- DIRECTIONS: Reproduce the stretch from the line containing "Identify the stainless" through the line containing "(1184, 350)", renaming "grey cloud" to "storm cloud" and leaving everything else unchanged.

- Object location annotation entries:

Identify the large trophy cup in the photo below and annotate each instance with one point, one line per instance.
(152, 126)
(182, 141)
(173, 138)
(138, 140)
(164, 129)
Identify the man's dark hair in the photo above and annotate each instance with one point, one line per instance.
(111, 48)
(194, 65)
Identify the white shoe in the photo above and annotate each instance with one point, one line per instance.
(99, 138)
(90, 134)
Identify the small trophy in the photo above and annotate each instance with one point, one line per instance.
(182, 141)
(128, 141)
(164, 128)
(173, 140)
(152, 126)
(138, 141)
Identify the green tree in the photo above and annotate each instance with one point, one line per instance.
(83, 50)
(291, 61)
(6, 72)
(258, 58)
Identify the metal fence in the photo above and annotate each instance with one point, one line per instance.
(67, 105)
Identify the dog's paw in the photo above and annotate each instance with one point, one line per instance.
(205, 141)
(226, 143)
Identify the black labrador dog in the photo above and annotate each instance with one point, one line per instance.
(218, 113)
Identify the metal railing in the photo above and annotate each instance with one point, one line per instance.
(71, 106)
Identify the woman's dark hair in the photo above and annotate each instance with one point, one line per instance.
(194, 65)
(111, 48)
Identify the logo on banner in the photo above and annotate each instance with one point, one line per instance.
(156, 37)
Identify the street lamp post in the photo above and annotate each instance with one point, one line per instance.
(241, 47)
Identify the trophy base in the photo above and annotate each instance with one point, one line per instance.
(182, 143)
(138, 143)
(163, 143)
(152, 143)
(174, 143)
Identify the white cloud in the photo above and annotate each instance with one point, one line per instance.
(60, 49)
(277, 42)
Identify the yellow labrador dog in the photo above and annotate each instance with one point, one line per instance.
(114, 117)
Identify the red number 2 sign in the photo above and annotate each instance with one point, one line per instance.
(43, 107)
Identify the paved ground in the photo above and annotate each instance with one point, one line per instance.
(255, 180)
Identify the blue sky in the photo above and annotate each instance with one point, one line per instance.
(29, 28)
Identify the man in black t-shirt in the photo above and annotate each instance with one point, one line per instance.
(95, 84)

==

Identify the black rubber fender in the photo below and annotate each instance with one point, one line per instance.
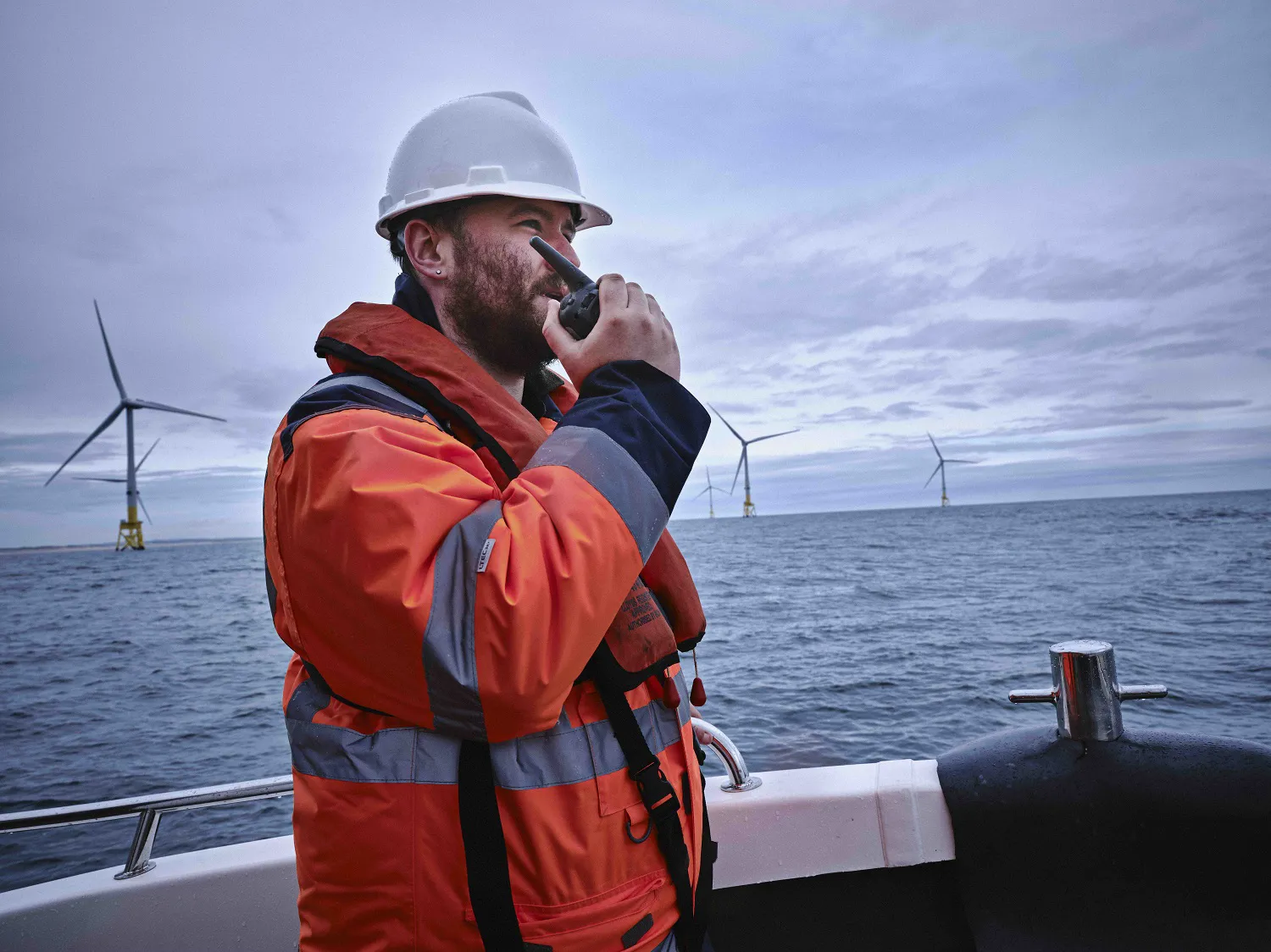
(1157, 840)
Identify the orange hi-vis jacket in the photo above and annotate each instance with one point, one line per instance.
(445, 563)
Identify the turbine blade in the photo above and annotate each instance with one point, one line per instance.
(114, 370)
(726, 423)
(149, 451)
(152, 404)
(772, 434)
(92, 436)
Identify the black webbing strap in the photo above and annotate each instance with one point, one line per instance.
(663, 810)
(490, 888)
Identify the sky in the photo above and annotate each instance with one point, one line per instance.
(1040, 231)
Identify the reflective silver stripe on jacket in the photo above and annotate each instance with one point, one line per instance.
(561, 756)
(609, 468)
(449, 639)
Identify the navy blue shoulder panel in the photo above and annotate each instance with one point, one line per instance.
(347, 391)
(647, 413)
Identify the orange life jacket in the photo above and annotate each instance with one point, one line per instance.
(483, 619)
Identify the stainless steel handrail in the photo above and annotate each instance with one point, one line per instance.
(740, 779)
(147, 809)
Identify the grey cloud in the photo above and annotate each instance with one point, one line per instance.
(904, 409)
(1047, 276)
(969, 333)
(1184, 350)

* * *

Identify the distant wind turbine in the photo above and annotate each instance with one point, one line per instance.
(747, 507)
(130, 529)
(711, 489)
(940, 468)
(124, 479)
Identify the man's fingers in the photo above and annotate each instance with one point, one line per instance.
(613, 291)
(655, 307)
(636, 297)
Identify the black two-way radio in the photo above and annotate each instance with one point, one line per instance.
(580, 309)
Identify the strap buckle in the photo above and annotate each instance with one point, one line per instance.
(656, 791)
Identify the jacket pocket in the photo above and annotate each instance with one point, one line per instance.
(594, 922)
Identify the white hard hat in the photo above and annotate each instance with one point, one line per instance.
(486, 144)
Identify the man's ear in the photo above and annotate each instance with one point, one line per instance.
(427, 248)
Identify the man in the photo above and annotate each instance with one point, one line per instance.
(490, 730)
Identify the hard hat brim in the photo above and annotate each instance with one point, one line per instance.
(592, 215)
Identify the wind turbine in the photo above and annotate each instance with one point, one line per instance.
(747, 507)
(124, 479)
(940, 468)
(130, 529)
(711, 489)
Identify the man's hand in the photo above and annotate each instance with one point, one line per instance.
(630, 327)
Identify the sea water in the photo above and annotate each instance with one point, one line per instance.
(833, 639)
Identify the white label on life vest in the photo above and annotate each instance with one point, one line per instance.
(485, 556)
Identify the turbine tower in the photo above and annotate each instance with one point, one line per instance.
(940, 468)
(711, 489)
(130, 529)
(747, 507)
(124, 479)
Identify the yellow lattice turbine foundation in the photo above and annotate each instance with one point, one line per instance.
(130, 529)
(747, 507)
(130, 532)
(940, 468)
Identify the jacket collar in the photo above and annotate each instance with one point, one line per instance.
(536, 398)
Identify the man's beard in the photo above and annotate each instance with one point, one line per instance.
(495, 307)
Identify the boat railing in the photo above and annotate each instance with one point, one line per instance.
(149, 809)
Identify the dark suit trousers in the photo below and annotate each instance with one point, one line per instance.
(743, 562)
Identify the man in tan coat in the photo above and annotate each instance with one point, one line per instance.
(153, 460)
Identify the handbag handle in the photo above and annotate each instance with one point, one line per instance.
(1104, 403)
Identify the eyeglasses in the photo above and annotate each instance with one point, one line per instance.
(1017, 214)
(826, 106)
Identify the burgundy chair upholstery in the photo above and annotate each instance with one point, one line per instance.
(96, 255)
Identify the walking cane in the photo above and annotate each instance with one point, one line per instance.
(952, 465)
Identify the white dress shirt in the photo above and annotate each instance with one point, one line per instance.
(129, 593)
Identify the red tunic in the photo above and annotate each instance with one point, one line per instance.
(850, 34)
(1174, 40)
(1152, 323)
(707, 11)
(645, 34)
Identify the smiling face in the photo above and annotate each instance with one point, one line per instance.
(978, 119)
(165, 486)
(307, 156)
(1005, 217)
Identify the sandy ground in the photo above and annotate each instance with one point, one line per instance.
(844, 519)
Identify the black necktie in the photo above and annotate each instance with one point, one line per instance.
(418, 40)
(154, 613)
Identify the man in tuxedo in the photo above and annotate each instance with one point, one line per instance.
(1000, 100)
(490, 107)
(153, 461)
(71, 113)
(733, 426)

- THE OUTPUT:
Identify the stainless steel handrail in the photo above and annotate each instance with one point, one line per instance.
(740, 779)
(147, 809)
Identify the storm cloud in the photo above and annotate each instance with one point, one line per instance.
(904, 409)
(1047, 276)
(969, 333)
(1184, 350)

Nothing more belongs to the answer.